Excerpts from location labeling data
+ + + +
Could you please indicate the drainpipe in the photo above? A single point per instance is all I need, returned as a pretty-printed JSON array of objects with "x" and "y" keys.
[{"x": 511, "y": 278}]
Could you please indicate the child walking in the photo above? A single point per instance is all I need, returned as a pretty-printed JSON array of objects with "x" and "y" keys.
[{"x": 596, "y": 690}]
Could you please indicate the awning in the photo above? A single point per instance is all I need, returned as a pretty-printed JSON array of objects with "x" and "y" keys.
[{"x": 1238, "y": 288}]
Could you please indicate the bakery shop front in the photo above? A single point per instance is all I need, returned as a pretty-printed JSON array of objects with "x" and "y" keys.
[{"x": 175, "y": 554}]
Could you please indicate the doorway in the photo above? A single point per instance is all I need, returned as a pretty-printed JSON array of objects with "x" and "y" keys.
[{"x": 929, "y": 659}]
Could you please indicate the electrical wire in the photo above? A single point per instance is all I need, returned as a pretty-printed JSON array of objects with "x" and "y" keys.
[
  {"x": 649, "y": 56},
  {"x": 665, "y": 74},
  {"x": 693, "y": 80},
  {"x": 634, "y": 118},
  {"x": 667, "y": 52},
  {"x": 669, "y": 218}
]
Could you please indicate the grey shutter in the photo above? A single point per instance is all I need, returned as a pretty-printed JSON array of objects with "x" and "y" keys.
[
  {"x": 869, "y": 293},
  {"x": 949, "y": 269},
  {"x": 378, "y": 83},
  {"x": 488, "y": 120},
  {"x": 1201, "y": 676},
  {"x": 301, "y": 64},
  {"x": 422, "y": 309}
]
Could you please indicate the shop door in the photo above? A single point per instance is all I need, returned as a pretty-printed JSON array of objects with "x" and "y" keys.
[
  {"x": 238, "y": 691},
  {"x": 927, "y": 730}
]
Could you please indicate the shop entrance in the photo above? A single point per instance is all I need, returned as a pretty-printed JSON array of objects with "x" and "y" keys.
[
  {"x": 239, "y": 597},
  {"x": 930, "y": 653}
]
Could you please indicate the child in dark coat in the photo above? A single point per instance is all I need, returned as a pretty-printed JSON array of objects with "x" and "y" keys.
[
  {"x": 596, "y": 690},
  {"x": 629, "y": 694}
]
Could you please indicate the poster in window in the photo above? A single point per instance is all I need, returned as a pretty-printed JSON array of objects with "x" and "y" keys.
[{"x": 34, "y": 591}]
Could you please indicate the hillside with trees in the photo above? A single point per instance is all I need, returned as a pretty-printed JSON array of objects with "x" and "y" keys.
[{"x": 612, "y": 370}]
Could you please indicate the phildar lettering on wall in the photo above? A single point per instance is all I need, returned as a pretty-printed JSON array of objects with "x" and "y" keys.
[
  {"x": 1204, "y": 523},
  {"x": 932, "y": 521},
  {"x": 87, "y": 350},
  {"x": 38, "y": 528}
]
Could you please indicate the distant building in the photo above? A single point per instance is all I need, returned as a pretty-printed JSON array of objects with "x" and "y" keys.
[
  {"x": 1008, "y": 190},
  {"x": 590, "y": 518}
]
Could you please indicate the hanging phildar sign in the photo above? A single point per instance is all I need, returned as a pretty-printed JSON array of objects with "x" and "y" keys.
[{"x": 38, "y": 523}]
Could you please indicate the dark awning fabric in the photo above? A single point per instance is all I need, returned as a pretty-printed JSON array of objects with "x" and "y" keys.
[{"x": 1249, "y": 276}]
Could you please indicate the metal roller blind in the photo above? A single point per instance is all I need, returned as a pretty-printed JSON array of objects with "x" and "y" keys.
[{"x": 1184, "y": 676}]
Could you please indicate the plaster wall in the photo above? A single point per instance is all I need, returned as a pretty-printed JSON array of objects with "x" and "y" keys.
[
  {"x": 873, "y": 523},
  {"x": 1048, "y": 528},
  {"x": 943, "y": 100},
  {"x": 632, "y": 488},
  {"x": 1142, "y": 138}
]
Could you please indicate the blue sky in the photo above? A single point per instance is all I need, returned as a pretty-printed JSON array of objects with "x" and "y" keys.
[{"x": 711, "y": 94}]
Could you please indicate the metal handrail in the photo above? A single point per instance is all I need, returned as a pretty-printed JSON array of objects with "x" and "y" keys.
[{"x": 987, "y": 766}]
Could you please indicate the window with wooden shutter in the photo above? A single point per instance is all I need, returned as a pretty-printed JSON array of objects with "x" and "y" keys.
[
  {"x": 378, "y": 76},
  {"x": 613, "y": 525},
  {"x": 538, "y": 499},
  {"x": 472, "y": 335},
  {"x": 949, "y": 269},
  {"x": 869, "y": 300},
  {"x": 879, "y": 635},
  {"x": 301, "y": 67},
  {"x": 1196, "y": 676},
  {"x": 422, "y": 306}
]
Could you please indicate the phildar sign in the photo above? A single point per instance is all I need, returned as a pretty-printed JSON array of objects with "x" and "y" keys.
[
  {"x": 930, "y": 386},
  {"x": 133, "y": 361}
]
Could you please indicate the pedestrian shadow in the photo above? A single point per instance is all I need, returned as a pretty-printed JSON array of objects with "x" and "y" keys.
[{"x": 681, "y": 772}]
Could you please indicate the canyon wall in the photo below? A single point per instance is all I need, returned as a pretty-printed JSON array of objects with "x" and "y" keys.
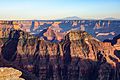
[{"x": 78, "y": 57}]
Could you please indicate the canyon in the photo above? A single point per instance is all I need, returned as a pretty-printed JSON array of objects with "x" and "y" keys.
[{"x": 78, "y": 57}]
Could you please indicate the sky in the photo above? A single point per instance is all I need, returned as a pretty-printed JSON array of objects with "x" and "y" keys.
[{"x": 57, "y": 9}]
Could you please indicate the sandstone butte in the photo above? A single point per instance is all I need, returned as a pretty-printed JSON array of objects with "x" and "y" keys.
[
  {"x": 10, "y": 74},
  {"x": 79, "y": 56}
]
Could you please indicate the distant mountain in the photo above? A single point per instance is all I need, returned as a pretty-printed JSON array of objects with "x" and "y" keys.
[
  {"x": 71, "y": 18},
  {"x": 111, "y": 18}
]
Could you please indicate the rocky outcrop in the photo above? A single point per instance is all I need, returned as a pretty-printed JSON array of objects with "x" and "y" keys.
[
  {"x": 10, "y": 74},
  {"x": 78, "y": 57}
]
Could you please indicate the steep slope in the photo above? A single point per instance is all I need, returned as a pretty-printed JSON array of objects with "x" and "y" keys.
[{"x": 78, "y": 57}]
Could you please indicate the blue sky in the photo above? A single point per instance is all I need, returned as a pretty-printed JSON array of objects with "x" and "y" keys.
[{"x": 55, "y": 9}]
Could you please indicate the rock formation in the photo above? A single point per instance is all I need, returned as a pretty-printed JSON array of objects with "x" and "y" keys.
[
  {"x": 78, "y": 57},
  {"x": 10, "y": 74}
]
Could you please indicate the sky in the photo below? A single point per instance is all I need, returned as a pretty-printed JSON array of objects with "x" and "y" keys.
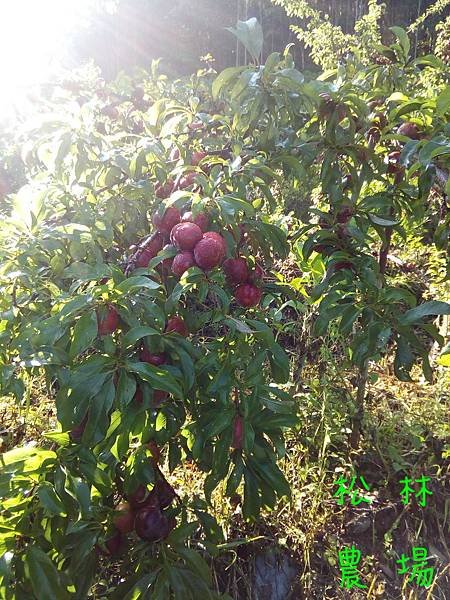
+ + + +
### WHAT IS ASKED:
Gather every line of the records above that contains the word "lettering". Uppercase and lowercase letters count as different.

### ANSWER FOR THE TASK:
Could you please indicate the phildar lettering on wall in the photo above? A single point per instance is all I need, returned as a pretty-printed JSON array of objects with "x" and "y" keys.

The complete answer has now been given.